Tigers 6, Mets 5; Tigers 8, Mets 1: Eric Haase homered and drove in five and Javier Báez also went deep in the first game of the twinbill. Haase homered again In the nightcap. In that one Max Scherzer returned from his suspension and got chased before he could finish four innings. The final line: 3.1 IP, 8 H, 6 ER, 1 BB, 3 K. Justin Verlander returns against the Tigers today. If they beat him after beating Scherzer I’m pretty sure they then move on to face Rick Porcello, Aníbal Sánchez and, the final boss, Doug Fister.
Diamondbacks 12, Rangers 7: Walker Texas Ranger Killer. Christian Walker, that is, who hit two homers, drew a bases loaded walk and drove in five. Ketel Marte and Emmanuel Rivera also homered for Arizona, who snapped Texas’ four-game winning streak.
Nationals 2, Cubs 1: Washington pitcher Jake Irvin made his major league debut. He plunked the first batter he faced square in the back on his first-ever big league pitch. In his defense he probably heard somewhere that you wanna announce your presence with authority. Irvin calmed down after that, allowing just one run and a couple of singles while working into the fifth. then four Nats relievers tossed four and two-thirds innings of shutout ball. Washington scored one on a double play and CJ Abrams singled in the tie-breaker in the seventh. He did that on Tuesday too, which I am pretty sure is evidence that we’re living in a simulation.
Giants 4, Astros 2: Logan Webb allowed two while pitching into the eighth, Wilmer Flores homered, and Joey Bart and Austin Slater had two hits each as San Francisco takes two of three.
Dodgers 10, Phillies 6: Philly had a 5-0 lead after the top of the third, L.A. took a lead by the eighth, but the Phillies tied it up in the top of the ninth. Craig Kimbrel pitched the bottom half and reminded Dodgers fans of just how fun the Craig Kimbrel Experience can be by loading the bases with a single and two walks. That brought up Max Muncy with just one out, so he needed to only watch a wild pitch, take a walk, hit a single, or even just put the ball in the air to win the game. He decided instead to walk it off with a grand slam. Always better to leave nothing to chance. Bryce Harper doubled and reached base five times but the Phillies have nonetheless lost four in a row. They gave up double-digit runs to the Dodgers in all three games of this sweep.
Yankees 4, Guardians 3: Yesterday, before this game, Yankees GM Brian Cashman said “Don't count us out. Don't give up on us . . . This is a championship-caliber operation.” I’m not too sure about that but they did show some gumption here at least, falling down 2-0 early but tying things up with homers from Willie Calhoun and Jake Bauers. They fell behind again in the top of the ninth but Calhoun struck once more in the bottom half, forcing extras with an RBI single. Jose Trevino came on as a pinch-hitter in the bottom of the tenth and walked it off by singling in the Manfred Man. It wasn’t all good, though: Harrison Bader, just one day back from the injured list, left after a ninth-inning collision with Isiah Kiner-Falefa and Oswald Peraza left the game after after hurting his right ankle as a pinch runner.

* * * *

Written request a =>
In the baseball recaps, who hit the walk-off grand slam in the Dodgers' win over the Phillies?

* * * *

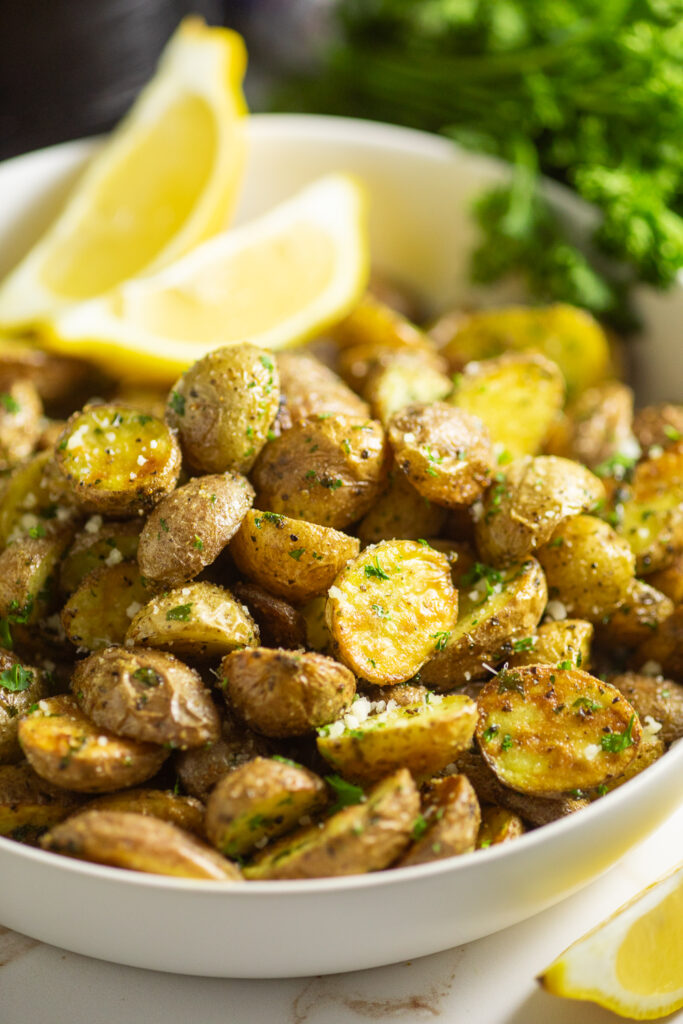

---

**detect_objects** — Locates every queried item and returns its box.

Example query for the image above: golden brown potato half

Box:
[55,403,180,516]
[126,583,259,657]
[476,455,605,565]
[0,378,43,470]
[59,515,142,594]
[276,352,370,423]
[396,775,481,867]
[0,762,84,843]
[538,515,636,623]
[326,541,458,685]
[507,618,593,672]
[72,647,220,750]
[245,768,420,880]
[137,473,254,587]
[420,558,548,690]
[206,757,327,858]
[166,343,280,473]
[476,665,642,796]
[83,788,206,839]
[388,401,494,508]
[61,562,154,650]
[253,416,389,529]
[317,693,477,782]
[451,352,564,461]
[476,804,524,850]
[220,647,355,736]
[230,509,360,601]
[40,811,242,882]
[232,583,306,650]
[19,693,168,793]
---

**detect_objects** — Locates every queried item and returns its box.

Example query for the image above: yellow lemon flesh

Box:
[539,864,683,1020]
[41,174,369,383]
[0,18,247,329]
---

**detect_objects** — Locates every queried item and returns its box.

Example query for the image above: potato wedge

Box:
[230,509,360,601]
[326,541,458,685]
[126,583,259,657]
[396,775,481,867]
[72,647,220,750]
[40,810,242,882]
[252,416,389,529]
[420,558,548,691]
[244,768,420,880]
[388,401,494,508]
[137,473,254,587]
[476,665,642,796]
[476,455,605,565]
[450,352,564,459]
[18,693,168,793]
[55,404,180,516]
[317,693,477,782]
[206,758,327,858]
[220,647,355,736]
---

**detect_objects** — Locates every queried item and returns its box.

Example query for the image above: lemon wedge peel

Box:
[0,17,247,330]
[538,864,683,1020]
[41,174,370,383]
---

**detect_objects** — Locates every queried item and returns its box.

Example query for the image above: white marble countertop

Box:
[0,808,683,1024]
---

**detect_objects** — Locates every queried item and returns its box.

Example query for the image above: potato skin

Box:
[137,473,254,587]
[166,343,280,473]
[252,416,389,529]
[19,693,168,793]
[206,758,327,857]
[41,810,241,882]
[220,647,355,736]
[476,665,642,796]
[388,401,494,508]
[72,647,220,750]
[245,768,420,880]
[230,509,360,602]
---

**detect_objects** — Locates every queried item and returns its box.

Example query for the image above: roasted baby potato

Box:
[137,473,254,587]
[253,416,389,529]
[476,455,605,565]
[72,647,220,750]
[476,665,642,796]
[396,775,481,867]
[326,541,458,684]
[166,343,280,473]
[61,562,154,650]
[40,810,241,882]
[420,558,548,690]
[451,352,564,459]
[317,693,477,782]
[206,758,327,857]
[388,401,494,508]
[230,509,360,602]
[54,404,180,516]
[245,768,420,880]
[220,647,355,736]
[538,515,636,623]
[126,583,259,657]
[18,693,168,793]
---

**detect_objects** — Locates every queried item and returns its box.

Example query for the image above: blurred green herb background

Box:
[278,0,683,325]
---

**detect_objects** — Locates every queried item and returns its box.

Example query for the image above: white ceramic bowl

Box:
[0,117,683,978]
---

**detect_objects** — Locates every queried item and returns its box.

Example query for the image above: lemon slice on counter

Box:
[0,17,247,329]
[41,174,369,383]
[539,864,683,1020]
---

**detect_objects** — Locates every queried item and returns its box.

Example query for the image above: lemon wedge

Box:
[539,864,683,1021]
[0,17,247,329]
[41,174,369,383]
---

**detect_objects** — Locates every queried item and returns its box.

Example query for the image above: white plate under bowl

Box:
[0,116,683,978]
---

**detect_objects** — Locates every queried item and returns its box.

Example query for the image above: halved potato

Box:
[326,541,458,684]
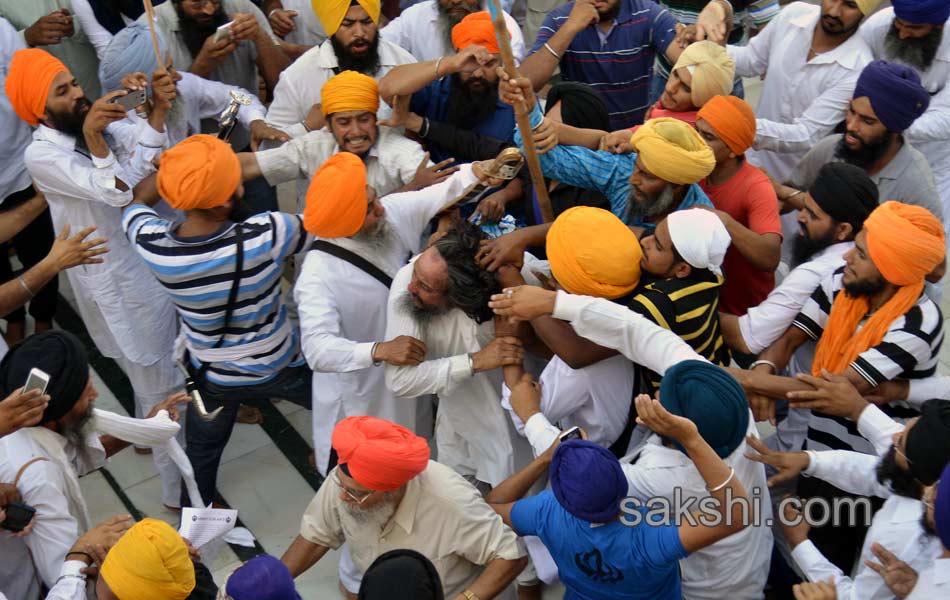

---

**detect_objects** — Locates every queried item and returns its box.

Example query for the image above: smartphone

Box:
[558,426,583,442]
[214,21,234,42]
[23,368,49,394]
[0,502,36,533]
[112,89,147,112]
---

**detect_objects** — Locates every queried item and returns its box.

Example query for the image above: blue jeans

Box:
[181,365,313,506]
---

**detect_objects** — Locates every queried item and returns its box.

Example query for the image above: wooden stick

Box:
[488,0,554,223]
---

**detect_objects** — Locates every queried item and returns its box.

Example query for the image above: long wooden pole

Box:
[488,0,554,223]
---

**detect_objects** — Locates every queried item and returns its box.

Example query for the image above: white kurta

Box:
[294,165,484,475]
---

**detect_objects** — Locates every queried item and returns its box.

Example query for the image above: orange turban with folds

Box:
[545,206,643,300]
[331,417,429,492]
[320,71,379,116]
[630,117,716,185]
[100,519,195,600]
[303,152,369,238]
[812,201,945,376]
[452,10,511,54]
[4,48,69,127]
[696,96,755,156]
[310,0,380,36]
[158,134,241,210]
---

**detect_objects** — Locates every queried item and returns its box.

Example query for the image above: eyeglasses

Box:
[333,473,376,505]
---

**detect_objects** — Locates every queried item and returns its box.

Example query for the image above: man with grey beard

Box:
[859,0,950,232]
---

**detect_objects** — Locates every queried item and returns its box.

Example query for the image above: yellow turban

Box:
[546,206,643,300]
[158,134,241,210]
[630,117,716,185]
[673,41,736,108]
[320,71,379,116]
[303,152,369,238]
[310,0,381,35]
[100,519,195,600]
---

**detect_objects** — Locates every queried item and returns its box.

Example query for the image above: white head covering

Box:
[666,208,732,275]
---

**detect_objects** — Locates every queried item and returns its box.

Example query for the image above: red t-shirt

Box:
[699,160,782,315]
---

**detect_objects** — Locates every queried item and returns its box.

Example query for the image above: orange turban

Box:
[331,417,429,492]
[4,48,69,127]
[100,519,195,600]
[310,0,380,36]
[696,96,755,156]
[320,71,379,116]
[812,201,945,376]
[303,152,369,238]
[158,134,241,210]
[452,10,511,54]
[545,206,643,300]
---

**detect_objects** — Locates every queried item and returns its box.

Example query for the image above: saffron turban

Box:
[101,519,195,600]
[546,206,643,300]
[0,329,89,425]
[225,554,300,600]
[905,400,950,485]
[452,10,511,54]
[896,0,950,25]
[696,95,755,156]
[812,201,945,376]
[673,40,736,108]
[158,134,241,210]
[4,48,69,127]
[548,440,628,523]
[320,71,379,116]
[99,21,168,92]
[310,0,381,36]
[303,152,369,238]
[630,117,716,185]
[331,417,429,492]
[853,60,930,133]
[666,208,732,275]
[660,360,749,458]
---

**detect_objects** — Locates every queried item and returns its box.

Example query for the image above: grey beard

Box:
[627,183,676,221]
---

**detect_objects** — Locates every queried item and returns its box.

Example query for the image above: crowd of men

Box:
[0,0,950,600]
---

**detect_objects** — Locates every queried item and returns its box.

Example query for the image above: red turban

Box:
[4,48,69,127]
[332,417,429,492]
[303,152,369,238]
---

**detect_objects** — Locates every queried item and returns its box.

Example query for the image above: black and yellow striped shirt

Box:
[628,269,731,391]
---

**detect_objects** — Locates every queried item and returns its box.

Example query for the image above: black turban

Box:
[904,400,950,485]
[0,329,89,425]
[544,81,610,131]
[808,162,878,233]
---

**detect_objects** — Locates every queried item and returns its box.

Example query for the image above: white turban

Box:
[666,208,732,275]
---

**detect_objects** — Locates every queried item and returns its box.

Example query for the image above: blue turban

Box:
[549,440,628,523]
[99,22,168,93]
[660,360,749,458]
[853,59,932,133]
[891,0,950,25]
[225,554,300,600]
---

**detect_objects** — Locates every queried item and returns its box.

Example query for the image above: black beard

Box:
[49,98,92,140]
[877,446,923,500]
[174,2,228,58]
[330,33,379,76]
[445,73,498,129]
[835,132,895,171]
[884,23,943,72]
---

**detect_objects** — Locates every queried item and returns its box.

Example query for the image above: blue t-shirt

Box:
[511,490,689,600]
[531,0,676,131]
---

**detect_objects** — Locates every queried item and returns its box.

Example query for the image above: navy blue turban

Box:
[660,360,749,458]
[853,59,928,133]
[891,0,950,25]
[548,440,628,523]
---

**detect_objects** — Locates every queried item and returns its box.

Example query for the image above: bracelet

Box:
[17,275,34,298]
[706,467,736,494]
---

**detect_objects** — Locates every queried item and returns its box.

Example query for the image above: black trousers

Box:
[0,185,59,323]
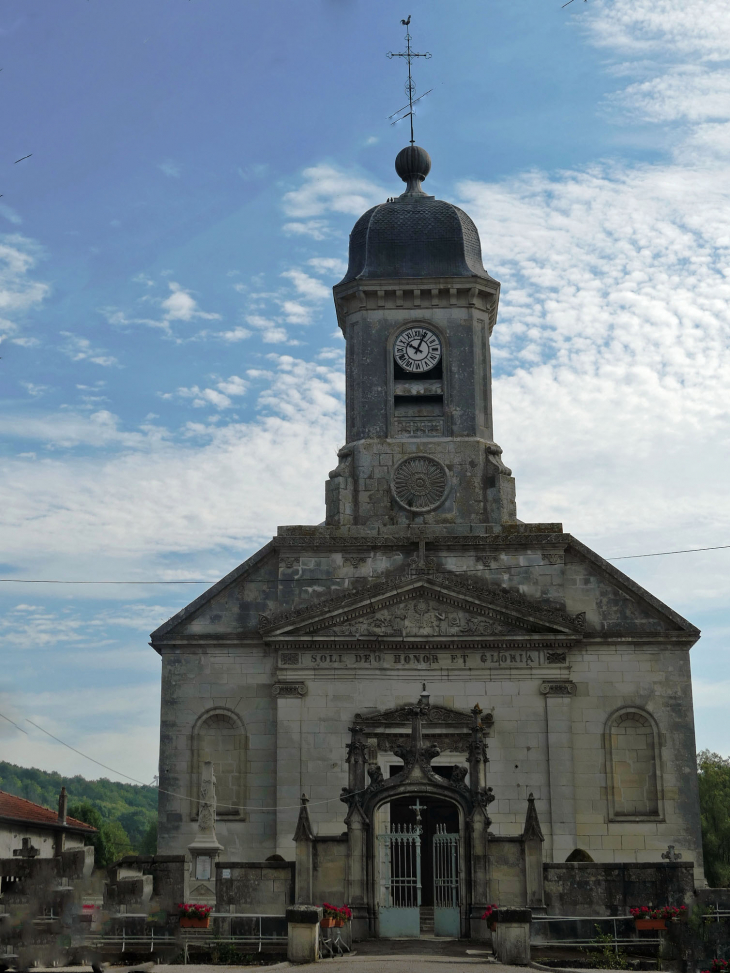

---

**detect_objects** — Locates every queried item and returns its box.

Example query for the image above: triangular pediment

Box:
[261,575,584,642]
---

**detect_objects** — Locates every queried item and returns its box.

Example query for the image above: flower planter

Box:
[180,916,210,929]
[636,919,667,929]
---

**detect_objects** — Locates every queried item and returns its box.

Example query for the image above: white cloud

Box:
[282,220,335,240]
[0,234,50,344]
[0,356,344,577]
[20,382,51,397]
[238,162,269,182]
[162,281,220,322]
[216,327,253,341]
[61,331,119,366]
[246,314,289,345]
[0,203,23,226]
[161,375,248,409]
[307,257,347,276]
[281,270,332,303]
[0,684,160,783]
[157,159,182,179]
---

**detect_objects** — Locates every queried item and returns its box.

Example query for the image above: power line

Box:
[0,578,212,584]
[0,713,362,811]
[0,544,730,584]
[606,544,730,561]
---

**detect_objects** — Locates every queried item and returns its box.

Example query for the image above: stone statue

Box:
[198,760,216,838]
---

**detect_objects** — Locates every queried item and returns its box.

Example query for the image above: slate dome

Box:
[340,145,491,284]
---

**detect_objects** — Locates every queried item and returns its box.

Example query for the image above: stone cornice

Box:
[332,277,499,334]
[260,574,585,638]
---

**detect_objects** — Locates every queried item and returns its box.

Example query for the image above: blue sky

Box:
[0,0,730,780]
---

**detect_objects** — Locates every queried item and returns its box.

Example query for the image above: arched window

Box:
[190,709,246,819]
[606,709,662,820]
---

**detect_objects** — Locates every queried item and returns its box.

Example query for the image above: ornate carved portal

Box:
[341,688,494,935]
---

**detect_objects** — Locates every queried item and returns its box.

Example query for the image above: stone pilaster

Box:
[275,687,302,861]
[540,682,577,862]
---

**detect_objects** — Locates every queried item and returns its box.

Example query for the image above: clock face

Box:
[393,327,441,372]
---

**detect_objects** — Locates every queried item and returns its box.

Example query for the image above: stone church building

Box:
[151,146,704,935]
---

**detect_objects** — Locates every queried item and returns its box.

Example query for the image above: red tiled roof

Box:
[0,791,96,833]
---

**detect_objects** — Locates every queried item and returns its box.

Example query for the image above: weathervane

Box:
[387,14,433,145]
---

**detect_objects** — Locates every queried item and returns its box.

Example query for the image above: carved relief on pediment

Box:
[317,597,524,639]
[355,706,494,730]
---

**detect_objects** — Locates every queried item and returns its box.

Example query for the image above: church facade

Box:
[151,146,704,935]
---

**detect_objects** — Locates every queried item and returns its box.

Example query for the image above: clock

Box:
[393,326,441,372]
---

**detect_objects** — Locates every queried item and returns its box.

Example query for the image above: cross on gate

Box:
[409,798,426,824]
[662,845,682,862]
[387,16,433,145]
[13,838,39,858]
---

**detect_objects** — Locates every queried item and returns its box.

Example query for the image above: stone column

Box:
[493,909,532,966]
[286,905,322,963]
[273,683,306,861]
[294,794,314,905]
[188,760,223,905]
[345,802,370,939]
[540,681,577,862]
[522,794,545,909]
[467,804,490,939]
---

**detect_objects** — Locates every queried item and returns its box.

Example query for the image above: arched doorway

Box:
[340,688,494,938]
[373,791,464,938]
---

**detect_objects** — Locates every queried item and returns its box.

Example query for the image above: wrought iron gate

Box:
[378,824,422,938]
[433,824,461,939]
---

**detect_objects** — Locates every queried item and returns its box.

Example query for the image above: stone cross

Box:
[409,798,426,824]
[662,845,682,862]
[13,838,39,858]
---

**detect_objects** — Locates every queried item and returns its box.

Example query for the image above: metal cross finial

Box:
[409,798,426,824]
[387,14,433,145]
[662,845,682,862]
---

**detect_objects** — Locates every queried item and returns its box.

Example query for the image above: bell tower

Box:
[326,145,517,527]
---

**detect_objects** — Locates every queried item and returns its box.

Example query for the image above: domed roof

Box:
[340,145,491,284]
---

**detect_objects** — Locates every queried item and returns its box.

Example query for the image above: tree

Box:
[97,821,132,868]
[68,801,132,868]
[697,750,730,888]
[139,821,157,855]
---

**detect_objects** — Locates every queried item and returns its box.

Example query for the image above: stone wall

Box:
[312,835,347,905]
[543,861,694,916]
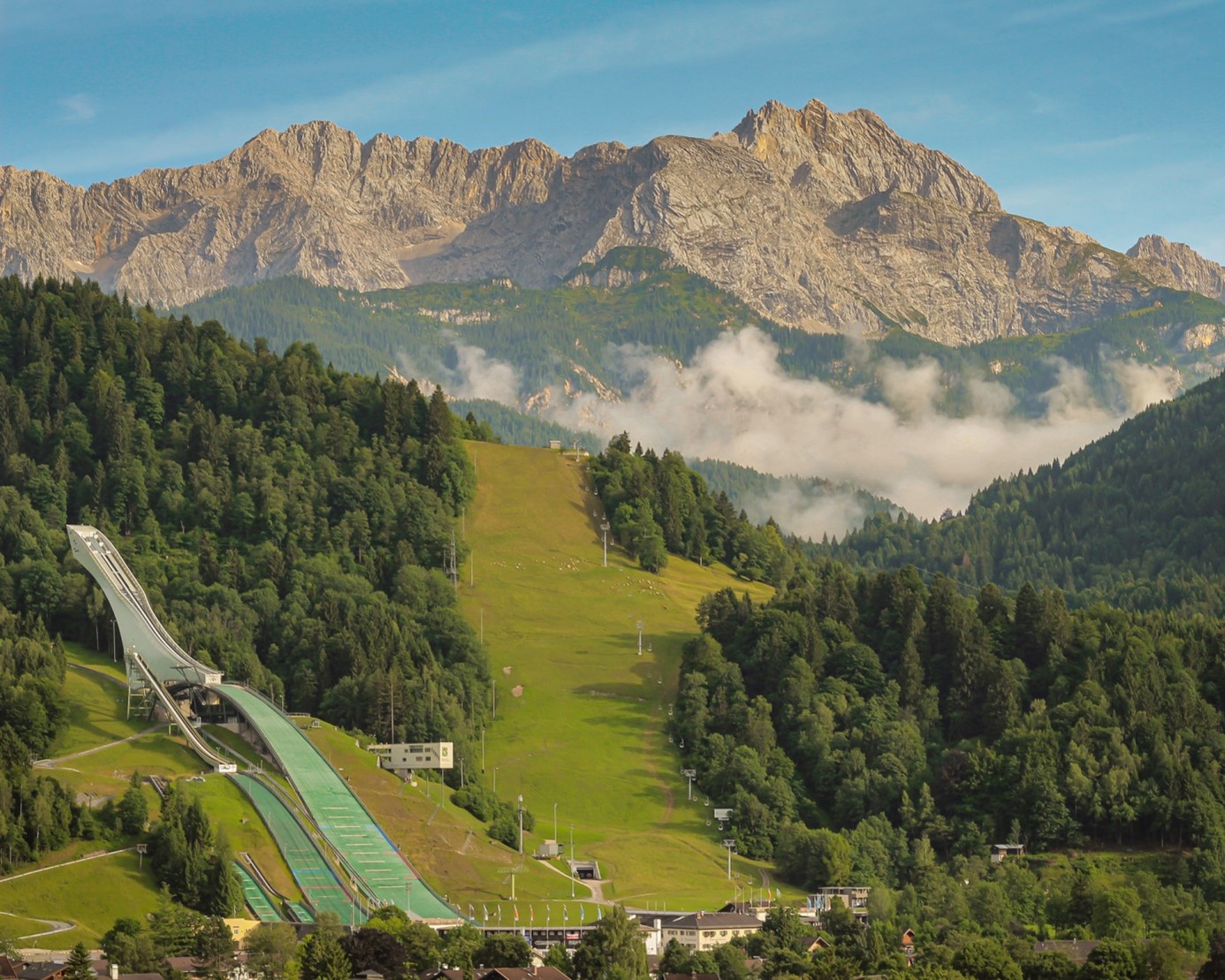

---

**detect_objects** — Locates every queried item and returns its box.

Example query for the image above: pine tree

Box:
[298,932,353,980]
[64,942,98,980]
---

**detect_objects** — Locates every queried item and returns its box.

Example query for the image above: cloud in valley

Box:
[429,329,1175,538]
[398,342,520,406]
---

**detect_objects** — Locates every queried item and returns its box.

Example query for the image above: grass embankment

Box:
[460,444,771,923]
[307,724,596,925]
[0,643,301,949]
[0,843,158,949]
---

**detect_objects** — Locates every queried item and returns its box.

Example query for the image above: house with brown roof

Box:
[1034,939,1099,967]
[659,911,762,952]
[902,929,915,967]
[418,967,569,980]
[17,963,69,980]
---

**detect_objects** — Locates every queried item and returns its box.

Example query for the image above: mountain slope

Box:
[181,262,1225,423]
[828,367,1225,614]
[9,101,1220,343]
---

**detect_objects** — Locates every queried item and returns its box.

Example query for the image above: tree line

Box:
[811,362,1225,615]
[0,277,490,862]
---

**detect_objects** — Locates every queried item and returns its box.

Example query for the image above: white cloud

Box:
[521,330,1174,533]
[14,0,827,179]
[59,92,98,123]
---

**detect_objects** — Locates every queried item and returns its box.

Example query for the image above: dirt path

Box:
[67,660,126,688]
[540,847,612,905]
[34,724,165,770]
[0,911,76,939]
[0,847,136,886]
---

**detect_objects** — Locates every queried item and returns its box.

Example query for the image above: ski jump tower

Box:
[67,524,238,773]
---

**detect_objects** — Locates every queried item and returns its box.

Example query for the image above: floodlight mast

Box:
[723,837,736,881]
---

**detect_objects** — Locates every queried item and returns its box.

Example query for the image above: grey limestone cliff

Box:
[0,102,1225,343]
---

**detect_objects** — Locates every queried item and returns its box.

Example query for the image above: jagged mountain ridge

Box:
[0,101,1225,343]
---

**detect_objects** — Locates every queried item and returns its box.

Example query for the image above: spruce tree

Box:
[64,942,98,980]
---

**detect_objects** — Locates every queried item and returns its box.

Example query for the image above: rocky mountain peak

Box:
[734,99,1000,210]
[1127,235,1225,296]
[0,101,1225,343]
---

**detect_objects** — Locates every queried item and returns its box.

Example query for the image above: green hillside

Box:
[181,255,1225,433]
[460,444,771,908]
[818,367,1225,615]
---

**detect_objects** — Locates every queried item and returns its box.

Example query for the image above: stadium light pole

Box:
[723,837,736,881]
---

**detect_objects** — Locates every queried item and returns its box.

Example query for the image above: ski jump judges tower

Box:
[67,524,238,773]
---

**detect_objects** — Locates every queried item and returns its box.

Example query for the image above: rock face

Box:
[0,102,1225,343]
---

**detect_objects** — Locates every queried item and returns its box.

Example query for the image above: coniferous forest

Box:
[11,271,1225,980]
[815,367,1225,616]
[593,433,1225,977]
[0,277,489,866]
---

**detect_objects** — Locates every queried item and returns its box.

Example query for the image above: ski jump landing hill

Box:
[67,524,460,921]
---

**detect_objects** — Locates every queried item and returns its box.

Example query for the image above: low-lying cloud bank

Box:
[419,329,1176,538]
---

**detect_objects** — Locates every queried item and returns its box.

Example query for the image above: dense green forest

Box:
[178,247,1225,423]
[0,277,490,862]
[689,460,901,523]
[815,367,1225,615]
[590,432,794,584]
[593,435,1225,971]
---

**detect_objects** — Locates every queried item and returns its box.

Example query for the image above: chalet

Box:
[418,967,569,980]
[1034,939,1099,967]
[17,963,69,980]
[991,844,1025,865]
[659,911,762,952]
[807,885,872,919]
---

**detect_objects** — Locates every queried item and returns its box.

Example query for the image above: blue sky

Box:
[7,0,1225,262]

* * * *

Written request b =>
Copy every line of the listing that contains the word "green".

Finished answer a =>
Max Muncy

Finished answer b =>
Example query for the image above: blurred green herb background
Example query for the image above: green hillside
Example query for the image above: dense green forest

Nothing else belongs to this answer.